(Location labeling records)
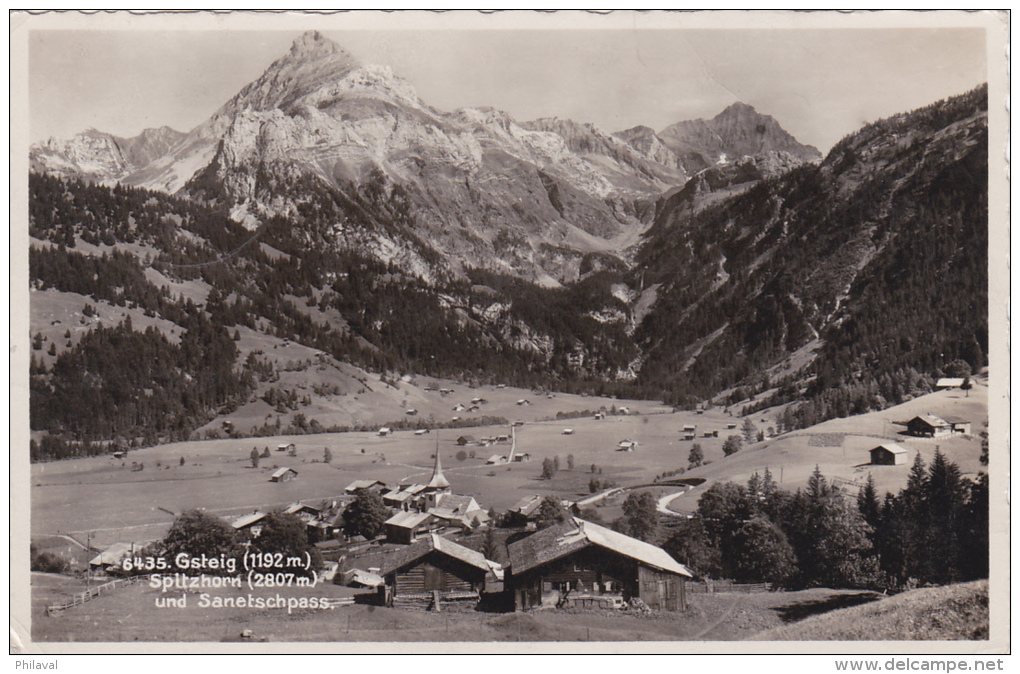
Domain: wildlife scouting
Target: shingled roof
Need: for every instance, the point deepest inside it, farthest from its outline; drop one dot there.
(428, 543)
(574, 534)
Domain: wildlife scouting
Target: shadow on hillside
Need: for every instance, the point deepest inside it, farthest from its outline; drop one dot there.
(802, 610)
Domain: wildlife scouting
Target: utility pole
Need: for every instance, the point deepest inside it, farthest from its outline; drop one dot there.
(88, 562)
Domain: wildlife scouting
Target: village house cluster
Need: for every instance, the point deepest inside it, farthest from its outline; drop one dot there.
(572, 563)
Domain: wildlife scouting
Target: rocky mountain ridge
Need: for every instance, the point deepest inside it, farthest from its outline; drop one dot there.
(533, 199)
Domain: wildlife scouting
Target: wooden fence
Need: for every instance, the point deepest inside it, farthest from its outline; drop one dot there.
(87, 594)
(720, 587)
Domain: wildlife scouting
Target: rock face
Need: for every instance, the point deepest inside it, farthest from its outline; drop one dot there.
(818, 271)
(736, 132)
(102, 156)
(531, 199)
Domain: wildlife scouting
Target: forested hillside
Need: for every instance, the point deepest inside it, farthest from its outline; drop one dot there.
(152, 385)
(875, 260)
(846, 286)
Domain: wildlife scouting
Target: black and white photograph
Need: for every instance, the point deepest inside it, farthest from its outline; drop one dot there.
(633, 331)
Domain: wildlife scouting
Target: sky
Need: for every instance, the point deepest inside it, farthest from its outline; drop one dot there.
(818, 84)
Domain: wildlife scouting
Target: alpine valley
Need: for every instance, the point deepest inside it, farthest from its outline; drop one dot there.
(327, 213)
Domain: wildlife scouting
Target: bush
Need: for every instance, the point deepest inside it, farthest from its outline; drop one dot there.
(47, 562)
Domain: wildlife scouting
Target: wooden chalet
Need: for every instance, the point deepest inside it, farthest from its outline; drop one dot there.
(436, 570)
(928, 425)
(888, 454)
(250, 523)
(406, 527)
(578, 559)
(960, 426)
(378, 486)
(284, 474)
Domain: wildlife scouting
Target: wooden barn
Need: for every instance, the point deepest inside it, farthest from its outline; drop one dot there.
(579, 560)
(928, 425)
(435, 569)
(283, 475)
(888, 454)
(405, 527)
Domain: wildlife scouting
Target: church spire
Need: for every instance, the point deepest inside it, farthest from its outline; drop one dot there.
(439, 481)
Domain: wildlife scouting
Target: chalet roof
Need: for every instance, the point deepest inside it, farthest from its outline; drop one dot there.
(398, 496)
(527, 505)
(112, 555)
(426, 545)
(574, 534)
(931, 420)
(248, 520)
(298, 507)
(457, 503)
(407, 520)
(893, 448)
(366, 578)
(362, 484)
(956, 420)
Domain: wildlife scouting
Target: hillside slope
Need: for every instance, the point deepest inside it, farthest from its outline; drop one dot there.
(879, 253)
(930, 614)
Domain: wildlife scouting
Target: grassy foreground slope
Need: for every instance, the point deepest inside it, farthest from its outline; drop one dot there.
(951, 612)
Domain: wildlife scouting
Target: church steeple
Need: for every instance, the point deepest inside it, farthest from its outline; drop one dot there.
(439, 481)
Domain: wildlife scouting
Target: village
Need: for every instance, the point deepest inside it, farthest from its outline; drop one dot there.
(438, 549)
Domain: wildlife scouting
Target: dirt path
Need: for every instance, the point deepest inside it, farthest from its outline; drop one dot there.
(724, 617)
(663, 504)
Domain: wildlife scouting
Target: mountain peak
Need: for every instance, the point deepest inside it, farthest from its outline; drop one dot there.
(313, 44)
(737, 109)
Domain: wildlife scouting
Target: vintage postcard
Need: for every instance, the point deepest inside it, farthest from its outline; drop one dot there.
(480, 332)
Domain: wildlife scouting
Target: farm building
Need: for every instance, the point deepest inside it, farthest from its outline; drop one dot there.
(456, 510)
(398, 499)
(303, 510)
(888, 455)
(362, 578)
(960, 426)
(284, 474)
(581, 559)
(113, 556)
(435, 569)
(523, 511)
(372, 485)
(405, 527)
(251, 523)
(928, 425)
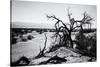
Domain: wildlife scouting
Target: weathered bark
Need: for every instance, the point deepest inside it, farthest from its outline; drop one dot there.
(42, 52)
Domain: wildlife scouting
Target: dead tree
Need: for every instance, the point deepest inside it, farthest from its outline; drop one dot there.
(68, 28)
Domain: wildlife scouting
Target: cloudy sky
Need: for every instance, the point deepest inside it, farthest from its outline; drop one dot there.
(33, 14)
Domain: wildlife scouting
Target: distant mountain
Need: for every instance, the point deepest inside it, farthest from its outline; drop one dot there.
(31, 25)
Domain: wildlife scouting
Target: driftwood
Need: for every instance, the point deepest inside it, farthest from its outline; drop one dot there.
(54, 60)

§ **PROBLEM TO WORK ON**
Leave out the pictures and output every record above precisely as given.

§ **REPLY**
Domain: wildlife scouting
Target: shingled roof
Need: for every instance, the point deepest inside it, farthest from its outline; drop one dot there.
(428, 543)
(574, 534)
Domain: wildlife scouting
Target: shadow on hillside
Need: for every instance, the point deepest inside it, farthest from its outline; drop one dot there.
(802, 610)
Domain: wildlife scouting
Target: utility pole
Need: for every instance, the point deepest inside it, farthest from its outline; drop one dot there.
(88, 562)
Domain: wildlife scouting
Target: village house cluster
Need: for every instance, the point deepest inside it, farthest from its outline; drop one dot there.
(572, 563)
Domain: wildlife scouting
Target: rocky mountain ridge
Need: for every instance, the point deepest inside it, farthest from its outline; drop one dot there.
(533, 199)
Domain: wildlife scouting
Target: wooden fence
Need: for every instance, the point deepest inside it, farthest from its outline; drop one dot there.
(87, 594)
(720, 587)
Domain: wildlife scouting
Target: rock face
Need: for every instance, the point deepest inside it, farthest from its outline; drop one dot there.
(818, 271)
(736, 132)
(102, 156)
(531, 199)
Domain: wildlife scouting
Target: forested hillside
Need: for every instance, the point deepest inside it, farthest from its outline; drop one dot there.
(152, 385)
(875, 260)
(846, 286)
Domain: wildlife scouting
Target: black and white photograph
Need: for every instance, the point deepest inside it, farthest from its outline; drop one dot there.
(633, 331)
Domain: wildlife scouting
Target: sky
Need: for every instance, the point deepest inside it, farthest from its outline; drop one dot there.
(818, 84)
Domain: wildlife scouting
Target: alpine valley
Need: for every instance, the point deepest inside it, farthest from its outline; drop one dot there.
(327, 213)
Domain: wildlife scouting
Target: bush
Need: for every instance, the point deepest inside it, farthest from its outline; drop one dot there.
(47, 562)
Domain: wildlife scouting
Target: wooden chalet
Need: for every instance, the point deepest inside it, farthest from its outline; drop one dot there.
(436, 570)
(928, 425)
(888, 454)
(250, 523)
(406, 527)
(578, 559)
(960, 426)
(378, 486)
(284, 474)
Domain: wildlife scouting
Target: wooden barn
Need: for every instance, the point deepest inside it, farthest from its outline; drop one dot there.
(579, 560)
(928, 425)
(435, 569)
(283, 475)
(888, 454)
(405, 527)
Domain: wildlife scouting
Target: church spire
Need: for every instance, the point deepest inside it, farthest from its outline; drop one dot there.
(439, 481)
Domain: wildlife scouting
Target: chalet roof
Need: for every instance, the point deepest inside it, farthest from its outline; drop one dot there.
(398, 496)
(527, 505)
(112, 555)
(426, 545)
(574, 534)
(931, 420)
(248, 520)
(298, 507)
(457, 503)
(407, 520)
(893, 448)
(366, 578)
(362, 484)
(956, 420)
Domain: wildlife scouting
Target: hillside slope
Need: for every instance, the point deepest inside it, farthest from its outline; drop one dot there.
(879, 253)
(930, 614)
Domain: wildlife scouting
Target: grassy foreground slope
Need: for every instance, the point deepest inside it, farthest from its outline; drop one dot there.
(951, 612)
Domain: wildlife scouting
Target: church steeple
Need: for every instance, the point deepest inside it, farthest from its outline; drop one dot there.
(439, 481)
Domain: wildlife scouting
Target: village
Need: for every instance, the point deepest inside it, farthest from its outline; drop one dot there.
(438, 549)
Domain: wildlife scouting
Target: dirt path
Need: for every instance, the point deepest inside it, farthest from its outline; drop one dot there.
(724, 617)
(663, 504)
Domain: wildlife scouting
Target: mountain peak
Need: for every instance, the point deepest inside it, farthest from its outline; drop one dot there.
(313, 44)
(737, 109)
Domain: wildlife scouting
Target: vintage postcard
Need: for every instance, the point deepest inside it, farthest from its outline; drop one dot there.
(480, 332)
Domain: wildlife scouting
Target: farm building
Need: for every instance, the point deepest inside it, farthest from its outline; drop one dot there.
(456, 510)
(398, 499)
(303, 510)
(888, 455)
(362, 578)
(960, 426)
(284, 474)
(581, 559)
(113, 556)
(435, 569)
(523, 511)
(372, 485)
(405, 527)
(251, 523)
(928, 425)
Domain: wildlife scouting
Target: weathered bark
Need: for every instance, the point deepest inside it, farthest from its outline; drop one dot there.
(42, 52)
Domain: wildlife scouting
Target: dead tree
Need: for every instance, the point deepest inside it, farthest from its outline; drop one dot there.
(68, 28)
Domain: wildlife scouting
Target: cloudy sky
Need: for every instance, the point deepest inside it, farthest from its outline; drop one dot there.
(33, 14)
Domain: wildlife scouting
Target: distant mountain
Need: for every instance, the point deepest inside it, farthest from its outline; drop one dot there.
(31, 25)
Domain: wildlife scouting
Target: driftwood
Need: for every instance, the point deepest inside it, farthest from its outline; drop one dot there.
(54, 60)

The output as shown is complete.